*** Opening of Data for this exercise ***
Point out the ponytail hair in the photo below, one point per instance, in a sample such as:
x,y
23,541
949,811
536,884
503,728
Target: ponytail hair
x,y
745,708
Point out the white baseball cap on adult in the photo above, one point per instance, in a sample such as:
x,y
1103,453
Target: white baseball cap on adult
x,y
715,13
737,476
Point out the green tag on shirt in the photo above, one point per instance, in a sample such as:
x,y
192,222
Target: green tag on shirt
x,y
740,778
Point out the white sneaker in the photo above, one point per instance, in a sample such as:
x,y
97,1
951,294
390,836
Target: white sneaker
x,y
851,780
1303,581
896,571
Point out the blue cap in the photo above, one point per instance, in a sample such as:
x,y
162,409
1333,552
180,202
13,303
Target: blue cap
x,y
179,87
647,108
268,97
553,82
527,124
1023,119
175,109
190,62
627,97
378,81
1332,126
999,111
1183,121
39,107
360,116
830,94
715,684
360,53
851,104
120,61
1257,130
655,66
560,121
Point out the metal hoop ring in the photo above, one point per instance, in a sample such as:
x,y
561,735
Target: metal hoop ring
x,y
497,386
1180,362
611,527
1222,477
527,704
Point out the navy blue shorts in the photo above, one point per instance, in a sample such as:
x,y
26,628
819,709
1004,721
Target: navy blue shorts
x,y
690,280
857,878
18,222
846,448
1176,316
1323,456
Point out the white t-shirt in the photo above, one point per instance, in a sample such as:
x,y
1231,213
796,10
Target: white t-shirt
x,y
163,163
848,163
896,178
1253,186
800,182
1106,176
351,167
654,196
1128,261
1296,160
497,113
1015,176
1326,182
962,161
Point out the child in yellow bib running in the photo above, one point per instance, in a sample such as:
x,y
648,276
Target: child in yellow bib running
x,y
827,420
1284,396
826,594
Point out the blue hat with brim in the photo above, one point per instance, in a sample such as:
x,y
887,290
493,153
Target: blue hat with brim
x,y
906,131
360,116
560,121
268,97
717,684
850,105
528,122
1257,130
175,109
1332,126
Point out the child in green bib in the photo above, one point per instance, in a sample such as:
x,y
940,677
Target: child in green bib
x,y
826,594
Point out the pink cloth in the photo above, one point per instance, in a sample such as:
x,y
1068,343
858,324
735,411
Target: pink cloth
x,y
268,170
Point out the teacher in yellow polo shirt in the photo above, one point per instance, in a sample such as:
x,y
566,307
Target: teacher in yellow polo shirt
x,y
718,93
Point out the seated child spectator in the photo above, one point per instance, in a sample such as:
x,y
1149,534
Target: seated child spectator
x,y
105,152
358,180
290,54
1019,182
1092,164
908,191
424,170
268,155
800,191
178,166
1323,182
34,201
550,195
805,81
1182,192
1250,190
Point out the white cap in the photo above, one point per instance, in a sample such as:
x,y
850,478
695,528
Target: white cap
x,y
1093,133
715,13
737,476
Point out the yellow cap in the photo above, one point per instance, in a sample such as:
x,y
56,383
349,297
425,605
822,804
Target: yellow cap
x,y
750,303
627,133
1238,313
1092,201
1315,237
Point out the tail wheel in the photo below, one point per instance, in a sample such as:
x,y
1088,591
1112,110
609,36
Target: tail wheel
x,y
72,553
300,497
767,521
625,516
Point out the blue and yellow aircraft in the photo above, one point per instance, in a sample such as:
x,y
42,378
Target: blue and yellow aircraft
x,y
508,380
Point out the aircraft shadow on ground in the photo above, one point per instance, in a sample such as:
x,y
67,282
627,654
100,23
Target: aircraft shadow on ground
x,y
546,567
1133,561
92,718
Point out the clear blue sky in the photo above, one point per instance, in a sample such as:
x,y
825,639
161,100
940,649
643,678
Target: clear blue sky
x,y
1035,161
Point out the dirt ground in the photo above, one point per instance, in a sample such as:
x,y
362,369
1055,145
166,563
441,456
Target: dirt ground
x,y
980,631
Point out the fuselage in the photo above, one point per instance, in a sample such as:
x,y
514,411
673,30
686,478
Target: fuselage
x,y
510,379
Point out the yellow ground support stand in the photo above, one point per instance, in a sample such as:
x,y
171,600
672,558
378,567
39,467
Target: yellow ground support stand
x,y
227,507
*** Close of Data for this exercise ***
**Directions**
From the line containing "Point out the fuselage" down to the last line of the data above, copy every line exactly; leave out all other lines.

**Task answer**
Point out the fuselage in the photo above, one point per instance, in a sample such as:
x,y
514,411
673,30
686,478
Target: fuselage
x,y
510,379
Point out the yellow ground support stand in the photo above, one point per instance, in a sample such as:
x,y
171,600
672,558
378,567
39,467
Target: yellow ground support stand
x,y
227,507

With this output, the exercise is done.